Activity:
Your answer must be the lines from the one containing "of the sunlit" through the last line below, copied exactly, with no pictures.

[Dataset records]
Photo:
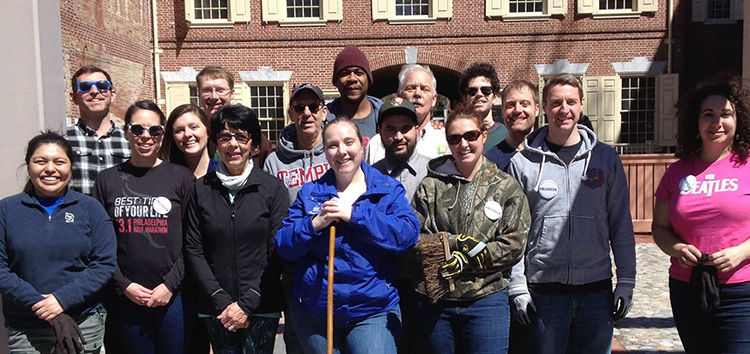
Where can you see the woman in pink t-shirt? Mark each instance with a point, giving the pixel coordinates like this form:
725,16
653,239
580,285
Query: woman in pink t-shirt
701,217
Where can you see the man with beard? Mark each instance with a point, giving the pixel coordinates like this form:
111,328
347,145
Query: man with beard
519,110
479,87
398,129
352,77
417,84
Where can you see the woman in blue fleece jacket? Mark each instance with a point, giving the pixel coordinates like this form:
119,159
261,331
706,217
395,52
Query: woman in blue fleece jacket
57,250
374,223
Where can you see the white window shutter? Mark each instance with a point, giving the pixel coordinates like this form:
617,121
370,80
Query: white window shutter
587,6
442,8
668,96
495,8
273,10
699,10
383,9
177,94
332,10
240,10
647,5
557,7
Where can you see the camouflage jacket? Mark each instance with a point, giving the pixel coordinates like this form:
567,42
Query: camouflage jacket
491,207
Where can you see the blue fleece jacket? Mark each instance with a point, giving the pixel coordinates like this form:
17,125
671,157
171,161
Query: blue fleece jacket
70,254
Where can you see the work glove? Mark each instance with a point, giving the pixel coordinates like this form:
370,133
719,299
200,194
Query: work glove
522,306
69,339
476,251
453,266
623,301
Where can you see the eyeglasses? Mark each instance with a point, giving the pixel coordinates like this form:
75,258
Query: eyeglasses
313,107
154,131
472,91
225,137
101,85
471,135
221,91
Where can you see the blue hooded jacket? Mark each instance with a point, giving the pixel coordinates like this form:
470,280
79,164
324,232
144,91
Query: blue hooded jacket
382,225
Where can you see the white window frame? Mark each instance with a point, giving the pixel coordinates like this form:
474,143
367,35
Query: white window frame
275,11
700,13
238,12
386,10
591,7
501,9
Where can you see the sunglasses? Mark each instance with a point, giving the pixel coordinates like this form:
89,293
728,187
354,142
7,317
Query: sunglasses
154,131
86,86
471,135
225,137
313,107
472,91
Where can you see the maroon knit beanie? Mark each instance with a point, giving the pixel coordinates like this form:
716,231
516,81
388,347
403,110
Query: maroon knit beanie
351,56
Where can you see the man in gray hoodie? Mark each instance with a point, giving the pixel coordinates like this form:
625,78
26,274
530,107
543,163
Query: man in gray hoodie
580,210
299,159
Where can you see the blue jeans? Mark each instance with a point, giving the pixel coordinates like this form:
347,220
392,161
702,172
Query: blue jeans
138,329
376,334
727,330
581,323
472,326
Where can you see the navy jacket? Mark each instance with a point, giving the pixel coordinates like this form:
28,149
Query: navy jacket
71,255
382,225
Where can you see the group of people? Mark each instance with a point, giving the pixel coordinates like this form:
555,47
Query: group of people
475,237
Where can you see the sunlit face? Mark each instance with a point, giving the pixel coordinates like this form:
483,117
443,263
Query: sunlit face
93,102
466,153
519,111
49,170
563,108
214,94
308,122
234,146
482,104
717,121
418,89
343,148
190,135
144,147
352,83
399,135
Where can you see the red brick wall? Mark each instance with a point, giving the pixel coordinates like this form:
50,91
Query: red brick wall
114,35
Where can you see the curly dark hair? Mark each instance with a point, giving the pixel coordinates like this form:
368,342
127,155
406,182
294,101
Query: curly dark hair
479,69
688,111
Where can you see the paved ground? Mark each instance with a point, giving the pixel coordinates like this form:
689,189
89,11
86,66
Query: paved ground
649,327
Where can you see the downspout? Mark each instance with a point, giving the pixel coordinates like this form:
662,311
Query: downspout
670,15
156,51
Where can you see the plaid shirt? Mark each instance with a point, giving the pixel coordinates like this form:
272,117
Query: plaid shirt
95,153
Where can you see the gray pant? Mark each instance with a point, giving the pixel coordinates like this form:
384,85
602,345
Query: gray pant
41,340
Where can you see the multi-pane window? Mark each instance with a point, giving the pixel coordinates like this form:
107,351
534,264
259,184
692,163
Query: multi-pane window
615,4
412,7
268,103
719,9
638,110
303,8
210,9
522,6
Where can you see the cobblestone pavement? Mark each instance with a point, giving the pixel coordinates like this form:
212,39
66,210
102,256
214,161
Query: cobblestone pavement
649,327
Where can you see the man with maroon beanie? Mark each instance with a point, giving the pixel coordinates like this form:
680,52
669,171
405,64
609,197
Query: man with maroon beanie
352,77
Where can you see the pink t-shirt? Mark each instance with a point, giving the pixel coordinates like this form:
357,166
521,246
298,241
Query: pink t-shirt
709,207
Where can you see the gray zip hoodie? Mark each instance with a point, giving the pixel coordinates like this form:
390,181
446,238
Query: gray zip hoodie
295,167
578,212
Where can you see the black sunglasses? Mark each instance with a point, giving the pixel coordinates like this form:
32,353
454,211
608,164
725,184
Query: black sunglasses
471,135
472,91
101,85
154,130
313,107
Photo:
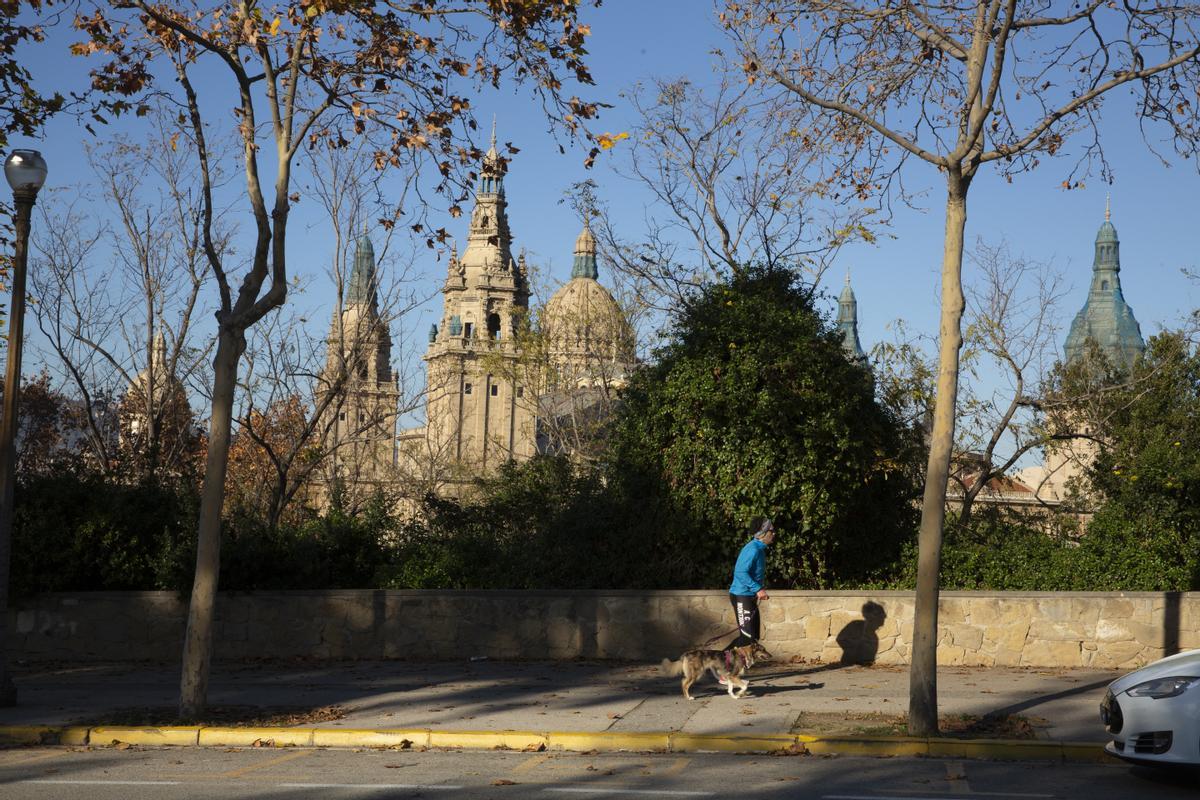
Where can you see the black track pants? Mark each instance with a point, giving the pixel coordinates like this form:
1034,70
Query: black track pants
745,612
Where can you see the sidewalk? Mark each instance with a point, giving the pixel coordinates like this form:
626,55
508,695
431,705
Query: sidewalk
579,705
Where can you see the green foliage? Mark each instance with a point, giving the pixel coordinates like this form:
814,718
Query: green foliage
77,531
547,523
753,408
1147,470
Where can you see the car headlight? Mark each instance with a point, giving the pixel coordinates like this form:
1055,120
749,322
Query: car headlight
1162,687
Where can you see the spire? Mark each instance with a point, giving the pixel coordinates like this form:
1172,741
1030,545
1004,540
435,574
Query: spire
847,322
160,350
491,180
361,289
1105,317
585,256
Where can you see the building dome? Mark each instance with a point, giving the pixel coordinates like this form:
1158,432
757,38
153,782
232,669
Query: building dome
587,334
1105,317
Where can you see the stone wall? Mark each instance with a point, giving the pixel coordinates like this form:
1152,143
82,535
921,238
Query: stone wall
1103,630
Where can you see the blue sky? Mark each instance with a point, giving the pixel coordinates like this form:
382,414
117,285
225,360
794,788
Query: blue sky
1153,206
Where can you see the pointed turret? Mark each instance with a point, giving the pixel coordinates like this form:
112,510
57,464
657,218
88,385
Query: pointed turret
361,290
1107,318
847,322
586,256
489,241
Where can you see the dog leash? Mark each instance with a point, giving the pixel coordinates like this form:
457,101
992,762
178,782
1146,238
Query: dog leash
721,636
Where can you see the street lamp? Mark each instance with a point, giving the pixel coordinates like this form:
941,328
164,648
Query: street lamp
25,172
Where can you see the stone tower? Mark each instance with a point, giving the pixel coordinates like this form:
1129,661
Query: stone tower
358,383
1108,320
478,411
847,323
1105,317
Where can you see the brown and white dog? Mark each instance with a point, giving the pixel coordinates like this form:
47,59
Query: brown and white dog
726,666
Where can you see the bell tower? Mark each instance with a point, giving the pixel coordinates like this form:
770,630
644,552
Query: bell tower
478,413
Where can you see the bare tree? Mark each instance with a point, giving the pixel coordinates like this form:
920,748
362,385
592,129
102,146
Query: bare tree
331,72
958,86
1011,335
299,383
118,300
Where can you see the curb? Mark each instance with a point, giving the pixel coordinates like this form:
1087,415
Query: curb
564,740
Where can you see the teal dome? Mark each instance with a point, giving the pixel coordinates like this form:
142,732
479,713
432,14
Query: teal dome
847,323
1107,318
361,290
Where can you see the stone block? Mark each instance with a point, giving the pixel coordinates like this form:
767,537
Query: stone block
1042,629
1116,655
966,636
1009,638
1115,608
1055,609
952,611
816,629
949,655
1053,654
983,611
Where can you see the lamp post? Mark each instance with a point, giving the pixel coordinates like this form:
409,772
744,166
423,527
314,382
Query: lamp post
25,172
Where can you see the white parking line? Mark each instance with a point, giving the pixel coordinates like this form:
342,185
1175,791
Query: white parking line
107,782
666,793
419,787
941,797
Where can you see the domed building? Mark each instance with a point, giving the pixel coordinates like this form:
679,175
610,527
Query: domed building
1105,320
589,341
493,394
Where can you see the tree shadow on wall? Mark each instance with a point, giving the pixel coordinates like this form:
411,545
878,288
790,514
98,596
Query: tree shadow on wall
858,641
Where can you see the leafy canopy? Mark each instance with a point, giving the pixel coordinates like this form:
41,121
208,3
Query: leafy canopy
754,408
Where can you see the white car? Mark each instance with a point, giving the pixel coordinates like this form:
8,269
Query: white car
1153,714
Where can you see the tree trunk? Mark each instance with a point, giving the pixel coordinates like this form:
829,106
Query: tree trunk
923,673
193,686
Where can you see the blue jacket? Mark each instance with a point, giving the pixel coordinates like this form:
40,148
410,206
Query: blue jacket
750,570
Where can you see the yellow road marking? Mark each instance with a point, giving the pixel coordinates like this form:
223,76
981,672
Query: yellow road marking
529,763
39,757
270,762
679,765
957,776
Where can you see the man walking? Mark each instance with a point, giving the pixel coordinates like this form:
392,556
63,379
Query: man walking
747,589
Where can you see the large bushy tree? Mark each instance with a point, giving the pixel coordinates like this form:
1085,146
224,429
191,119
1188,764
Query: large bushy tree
1147,471
958,86
754,408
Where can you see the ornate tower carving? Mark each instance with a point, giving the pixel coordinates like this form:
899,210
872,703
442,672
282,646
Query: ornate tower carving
478,413
358,385
847,323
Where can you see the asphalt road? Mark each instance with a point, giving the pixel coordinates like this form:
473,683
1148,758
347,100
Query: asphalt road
169,774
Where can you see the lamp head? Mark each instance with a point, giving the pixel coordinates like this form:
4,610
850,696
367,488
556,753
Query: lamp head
25,169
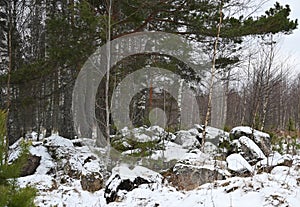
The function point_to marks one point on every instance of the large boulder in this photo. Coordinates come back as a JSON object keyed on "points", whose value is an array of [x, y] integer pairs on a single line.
{"points": [[194, 170], [187, 139], [91, 182], [238, 165], [31, 165], [261, 139], [123, 180], [274, 160], [248, 149]]}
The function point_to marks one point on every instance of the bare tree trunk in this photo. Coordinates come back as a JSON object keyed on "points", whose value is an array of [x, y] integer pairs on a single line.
{"points": [[107, 105], [212, 79], [268, 89], [8, 100]]}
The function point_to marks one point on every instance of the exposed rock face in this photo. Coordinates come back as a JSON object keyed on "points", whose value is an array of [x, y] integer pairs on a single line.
{"points": [[31, 165], [187, 140], [274, 160], [248, 149], [261, 139], [194, 171], [238, 165], [91, 181], [117, 184], [124, 180]]}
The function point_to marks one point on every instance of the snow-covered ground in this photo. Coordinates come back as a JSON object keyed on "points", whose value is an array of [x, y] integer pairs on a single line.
{"points": [[63, 163]]}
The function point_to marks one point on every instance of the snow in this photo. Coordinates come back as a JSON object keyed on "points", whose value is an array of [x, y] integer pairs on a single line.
{"points": [[138, 171], [172, 151], [237, 163], [58, 141], [248, 130], [277, 188], [252, 146]]}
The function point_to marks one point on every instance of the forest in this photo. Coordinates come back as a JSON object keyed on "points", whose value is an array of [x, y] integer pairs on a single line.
{"points": [[45, 43]]}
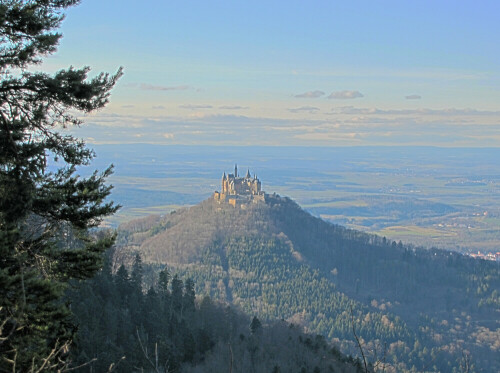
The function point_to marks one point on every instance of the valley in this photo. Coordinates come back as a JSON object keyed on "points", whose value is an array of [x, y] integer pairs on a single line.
{"points": [[434, 197], [273, 259]]}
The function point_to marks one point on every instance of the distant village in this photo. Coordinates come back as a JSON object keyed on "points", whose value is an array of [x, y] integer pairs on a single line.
{"points": [[486, 256]]}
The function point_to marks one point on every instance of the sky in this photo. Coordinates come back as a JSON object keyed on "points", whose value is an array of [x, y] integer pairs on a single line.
{"points": [[308, 73]]}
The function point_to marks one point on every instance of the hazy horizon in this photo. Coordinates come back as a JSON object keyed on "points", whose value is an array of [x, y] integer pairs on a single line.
{"points": [[294, 73]]}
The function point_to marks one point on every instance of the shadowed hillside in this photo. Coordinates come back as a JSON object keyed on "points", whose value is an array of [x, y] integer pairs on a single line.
{"points": [[428, 307]]}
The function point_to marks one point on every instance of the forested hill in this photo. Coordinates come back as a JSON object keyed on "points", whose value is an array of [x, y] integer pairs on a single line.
{"points": [[429, 308]]}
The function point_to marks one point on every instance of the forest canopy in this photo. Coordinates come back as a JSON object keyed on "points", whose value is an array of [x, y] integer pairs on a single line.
{"points": [[45, 214]]}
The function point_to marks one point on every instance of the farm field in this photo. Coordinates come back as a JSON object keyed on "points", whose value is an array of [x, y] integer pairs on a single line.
{"points": [[400, 193]]}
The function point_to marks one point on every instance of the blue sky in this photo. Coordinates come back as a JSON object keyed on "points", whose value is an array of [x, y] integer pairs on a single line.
{"points": [[291, 72]]}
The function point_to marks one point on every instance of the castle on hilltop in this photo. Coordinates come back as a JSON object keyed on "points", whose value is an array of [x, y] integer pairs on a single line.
{"points": [[240, 190]]}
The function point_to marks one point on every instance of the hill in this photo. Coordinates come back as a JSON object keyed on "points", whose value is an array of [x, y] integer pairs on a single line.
{"points": [[123, 329], [424, 309]]}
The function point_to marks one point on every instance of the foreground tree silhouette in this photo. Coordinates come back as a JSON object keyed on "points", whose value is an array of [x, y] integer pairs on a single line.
{"points": [[45, 216]]}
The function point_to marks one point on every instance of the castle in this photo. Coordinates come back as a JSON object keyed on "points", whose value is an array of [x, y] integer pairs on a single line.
{"points": [[240, 190]]}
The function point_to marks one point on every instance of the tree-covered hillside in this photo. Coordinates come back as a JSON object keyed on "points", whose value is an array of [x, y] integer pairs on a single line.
{"points": [[424, 309], [124, 329]]}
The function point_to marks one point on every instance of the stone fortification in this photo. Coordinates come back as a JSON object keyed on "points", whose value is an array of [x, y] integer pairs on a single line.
{"points": [[237, 190]]}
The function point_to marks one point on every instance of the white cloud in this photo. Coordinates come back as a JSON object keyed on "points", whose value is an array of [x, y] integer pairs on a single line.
{"points": [[413, 97], [345, 95], [195, 107], [151, 87], [236, 107], [310, 94], [309, 109]]}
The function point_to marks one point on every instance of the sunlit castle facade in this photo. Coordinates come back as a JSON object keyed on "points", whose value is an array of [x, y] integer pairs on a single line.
{"points": [[240, 190]]}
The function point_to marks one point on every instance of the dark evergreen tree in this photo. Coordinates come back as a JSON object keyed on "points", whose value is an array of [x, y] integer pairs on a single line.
{"points": [[45, 216]]}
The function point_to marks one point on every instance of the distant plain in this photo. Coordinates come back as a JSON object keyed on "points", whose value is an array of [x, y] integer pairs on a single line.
{"points": [[428, 196]]}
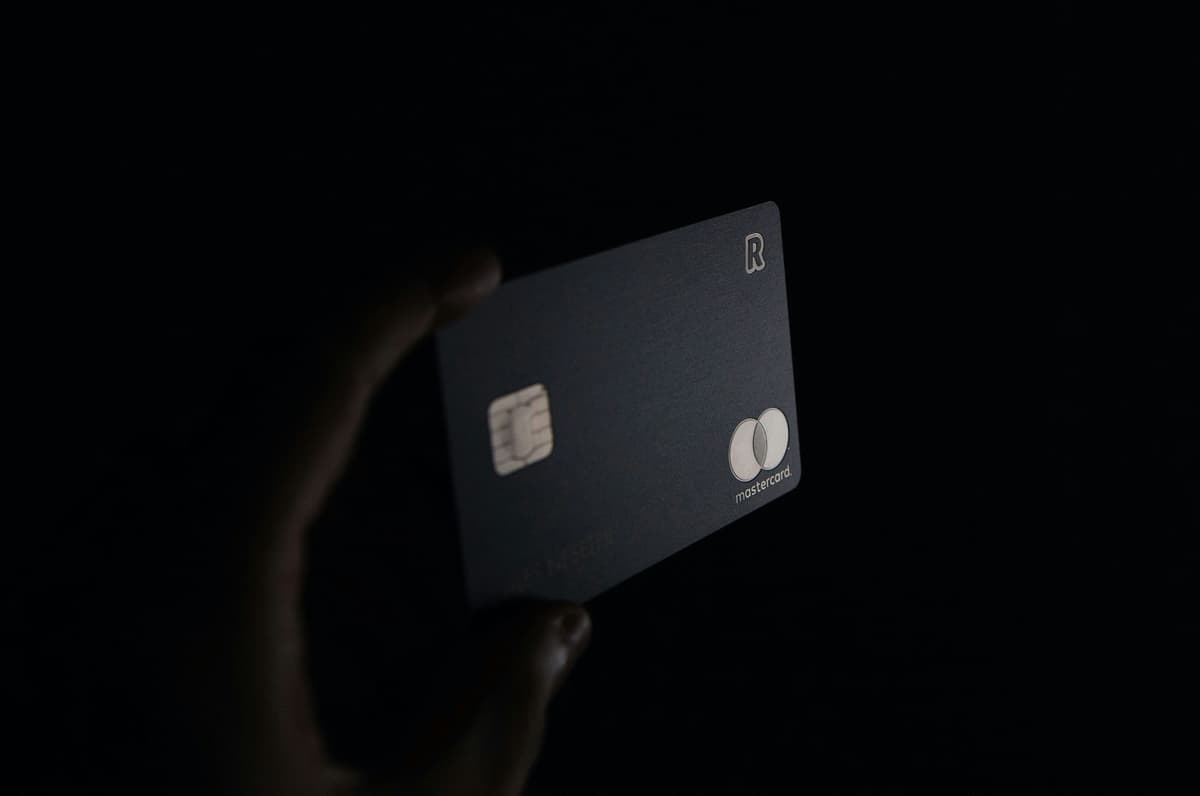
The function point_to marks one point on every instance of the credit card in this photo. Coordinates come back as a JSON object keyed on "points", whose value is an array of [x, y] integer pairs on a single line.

Result of the task:
The function point_to marks one point on every instance of the sunlit castle facade in this photo. Coordinates come back as a JSON object keyed on "points", whose value is an array of [x, y] integer pairs on a single line.
{"points": [[240, 190]]}
The function point_to marks one point on every instance of the dark evergreen tree in this photo. Coordinates come back as a JSON object keyed on "points", whose value is an array of [x, y] integer pairs on a single line.
{"points": [[45, 216]]}
The function point_to marks one point on every instance of the distant plain in this photo. Coordinates come back as a JSON object keyed on "points", whose value is an array of [x, y] integer pairs on a single line.
{"points": [[428, 196]]}
The function point_to marks one point on every instance of the credit card in this photo. Coordinates come back as a JSON object keyed on "points", whose value is an array of [x, y] integer pairs on a single line.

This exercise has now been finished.